SOURCE DATA:
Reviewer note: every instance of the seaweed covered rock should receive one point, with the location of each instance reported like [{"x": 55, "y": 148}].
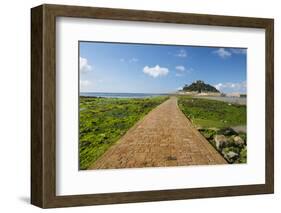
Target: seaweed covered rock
[{"x": 220, "y": 141}]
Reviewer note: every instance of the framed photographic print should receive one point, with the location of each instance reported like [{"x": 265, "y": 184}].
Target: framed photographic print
[{"x": 136, "y": 106}]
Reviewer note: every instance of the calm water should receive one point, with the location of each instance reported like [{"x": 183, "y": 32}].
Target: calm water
[
  {"x": 236, "y": 100},
  {"x": 120, "y": 95}
]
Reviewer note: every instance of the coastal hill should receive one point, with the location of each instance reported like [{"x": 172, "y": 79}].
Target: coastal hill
[{"x": 199, "y": 87}]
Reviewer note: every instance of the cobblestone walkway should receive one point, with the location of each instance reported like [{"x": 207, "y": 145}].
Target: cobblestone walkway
[{"x": 164, "y": 137}]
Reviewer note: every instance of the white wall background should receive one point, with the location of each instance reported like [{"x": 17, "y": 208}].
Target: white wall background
[{"x": 15, "y": 104}]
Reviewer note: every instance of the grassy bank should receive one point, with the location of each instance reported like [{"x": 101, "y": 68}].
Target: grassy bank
[
  {"x": 104, "y": 120},
  {"x": 211, "y": 113},
  {"x": 214, "y": 120}
]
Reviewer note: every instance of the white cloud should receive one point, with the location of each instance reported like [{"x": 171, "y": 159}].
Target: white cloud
[
  {"x": 223, "y": 53},
  {"x": 155, "y": 71},
  {"x": 180, "y": 68},
  {"x": 231, "y": 87},
  {"x": 84, "y": 66},
  {"x": 238, "y": 50},
  {"x": 132, "y": 60},
  {"x": 181, "y": 53}
]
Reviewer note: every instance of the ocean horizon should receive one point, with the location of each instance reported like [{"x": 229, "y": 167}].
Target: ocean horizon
[{"x": 121, "y": 95}]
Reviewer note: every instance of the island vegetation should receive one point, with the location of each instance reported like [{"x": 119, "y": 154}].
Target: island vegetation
[{"x": 200, "y": 86}]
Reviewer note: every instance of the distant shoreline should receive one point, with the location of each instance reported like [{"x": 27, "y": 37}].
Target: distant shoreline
[{"x": 121, "y": 95}]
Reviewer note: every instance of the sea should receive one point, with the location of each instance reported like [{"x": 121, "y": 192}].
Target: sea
[{"x": 120, "y": 95}]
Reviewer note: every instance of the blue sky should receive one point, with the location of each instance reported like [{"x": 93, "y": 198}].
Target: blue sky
[{"x": 144, "y": 68}]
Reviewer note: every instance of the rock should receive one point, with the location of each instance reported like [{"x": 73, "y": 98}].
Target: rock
[
  {"x": 220, "y": 141},
  {"x": 231, "y": 156},
  {"x": 238, "y": 140}
]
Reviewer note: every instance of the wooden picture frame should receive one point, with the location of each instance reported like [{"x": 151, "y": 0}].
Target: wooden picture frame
[{"x": 43, "y": 105}]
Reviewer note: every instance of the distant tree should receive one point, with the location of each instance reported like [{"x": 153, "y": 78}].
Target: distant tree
[{"x": 199, "y": 86}]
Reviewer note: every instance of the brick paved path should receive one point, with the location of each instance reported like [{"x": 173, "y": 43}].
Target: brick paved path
[{"x": 164, "y": 137}]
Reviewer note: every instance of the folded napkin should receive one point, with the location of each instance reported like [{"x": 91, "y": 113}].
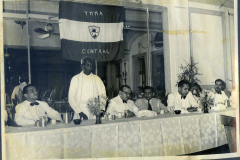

REQUIREMENT:
How many lines in the entries above contain the string "rock"? Case counts. Reply with the number alone.

EXPECTED OUTPUT:
4